(Assigned task 1)
Answer these questions from the text on single-parent families:
(a) What share of American children live in single-parent homes?
(b) According to Molly Martin's 2006 estimate, what percentage of economic inequality generated between 1976 and 2000 resulted from changed family structure?
(c) How much lower would the U.S. poverty rate be today, according to researchers at the Brookings Institution, if the U.S. family structure resembled that of 1970?
(Assigned task 2) Reproduce the passage of the text on single-parent families from "How much do" to "changed family structure.".

(Text for analysis)
•••••

Intellectuals fretting about income disparity are oddly silent regarding the decline of the two-parent family.

The rise of single-parent families over the last 50 years is the strongest correlate of inequality in the United States, yet few politicians and researchers will even address the issue when they talk about inequality, say Robert Maranto, a professor in the Department of Education Reform at the University of Arkansas, and researcher Michael Crouch.

The United States has seen a rapid decline in the traditional two-parent family:

– In 1960, more than 76 percent of African-Americans and almost 97 percent of whites were born to married couples.
– Today, only 30 percent of black children are born to married couples. For white children, that figure is 70 percent.
– Hispanics had an out-of-wedlock birthrate of more than 50 percent in 2006.
– With out-of-wedlock births and high divorce rates, one quarter of American children live in single-parent homes. This is twice the rate in Europe.

How much do single-parent households matter?

– University of Virginia sociologist W. Bradford Wilcox determined that children in high-income households who experienced family breakup fared less well emotionally, psychologically, educationally, and ultimately economically than their peers in two-parent families.
– Children of single or cohabitating, but not married, parents experience abuse, behavioral problems and psychological issues at higher rates than children of married couples, according to a study by the Centers for Disease Control.
– Just 2 percent of children raised in two-parent families experience poverty long-term, while more than 20 percent of children in single-parent families live in long-term poverty.
– Penn State sociologist Molly Martin estimated in 2006 that 41 percent of economic inequality generated between 1976 and 2000 was the result of changed family structure.
– According to researchers at the Brookings Institution, the U.S. poverty rate would be a full 25 percent lower today if the U.S. family structure resembled that of 1970.

While the mainstream media and research groups have been focused on inequality, they have largely ignored family breakup. Why? Maranto and Crouch point to three reasons:

– First, leftists do not want to side with social conservatives, despite the plethora of evidence.
– Secondly, minority families have experienced the worst family breakup, and bringing up the issue leads to fears of charges of racism.
– Lastly, because there is no immediate or quick fix to the family breakup problem: such a societal transformation will take decades.

•••••

(Given data)
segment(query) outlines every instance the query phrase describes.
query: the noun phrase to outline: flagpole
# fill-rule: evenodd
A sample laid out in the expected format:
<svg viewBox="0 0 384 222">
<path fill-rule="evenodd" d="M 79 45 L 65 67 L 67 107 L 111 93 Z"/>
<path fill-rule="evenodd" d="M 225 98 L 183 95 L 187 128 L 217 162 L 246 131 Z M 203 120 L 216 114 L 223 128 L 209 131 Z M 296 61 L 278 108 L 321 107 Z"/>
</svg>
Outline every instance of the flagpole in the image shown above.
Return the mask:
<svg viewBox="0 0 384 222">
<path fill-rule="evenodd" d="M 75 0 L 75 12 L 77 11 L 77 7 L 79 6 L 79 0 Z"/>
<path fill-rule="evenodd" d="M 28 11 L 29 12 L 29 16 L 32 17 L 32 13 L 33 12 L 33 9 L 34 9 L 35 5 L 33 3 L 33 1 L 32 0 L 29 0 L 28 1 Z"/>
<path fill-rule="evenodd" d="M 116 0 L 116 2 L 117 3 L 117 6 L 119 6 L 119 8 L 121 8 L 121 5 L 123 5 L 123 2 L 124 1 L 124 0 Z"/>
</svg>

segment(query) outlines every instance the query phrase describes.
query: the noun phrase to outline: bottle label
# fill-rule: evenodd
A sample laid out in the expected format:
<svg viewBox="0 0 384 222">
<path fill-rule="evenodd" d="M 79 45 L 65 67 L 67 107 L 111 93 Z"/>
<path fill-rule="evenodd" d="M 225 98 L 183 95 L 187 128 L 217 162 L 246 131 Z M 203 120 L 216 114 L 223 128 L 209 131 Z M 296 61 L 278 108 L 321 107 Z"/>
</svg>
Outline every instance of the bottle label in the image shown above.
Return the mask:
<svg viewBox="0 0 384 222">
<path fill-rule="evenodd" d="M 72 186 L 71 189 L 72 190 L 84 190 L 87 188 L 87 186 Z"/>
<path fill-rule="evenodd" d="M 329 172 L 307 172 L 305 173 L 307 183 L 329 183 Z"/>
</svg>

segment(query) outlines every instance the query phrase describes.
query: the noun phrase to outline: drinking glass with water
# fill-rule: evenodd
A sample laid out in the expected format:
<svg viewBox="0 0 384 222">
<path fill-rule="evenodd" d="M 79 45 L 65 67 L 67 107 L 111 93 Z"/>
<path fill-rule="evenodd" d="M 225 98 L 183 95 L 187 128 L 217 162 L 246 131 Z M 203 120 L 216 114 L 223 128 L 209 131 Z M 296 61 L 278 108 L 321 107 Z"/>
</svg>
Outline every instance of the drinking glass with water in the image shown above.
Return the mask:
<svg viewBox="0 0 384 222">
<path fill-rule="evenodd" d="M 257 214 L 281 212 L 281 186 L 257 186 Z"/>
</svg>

•••••

(Expected output 1)
(a) One quarter.
(b) 41 percent.
(c) A full 25 percent lower.

(Expected output 2)
How much do single-parent households matter?

– University of Virginia sociologist W. Bradford Wilcox determined that children in high-income households who experienced family breakup fared less well emotionally, psychologically, educationally, and ultimately economically than their peers in two-parent families.
– Children of single or cohabitating, but not married, parents experience abuse, behavioral problems and psychological issues at higher rates than children of married couples, according to a study by the Centers for Disease Control.
– Just 2 percent of children raised in two-parent families experience poverty long-term, while more than 20 percent of children in single-parent families live in long-term poverty.
– Penn State sociologist Molly Martin estimated in 2006 that 41 percent of economic inequality generated between 1976 and 2000 was the result of changed family structure.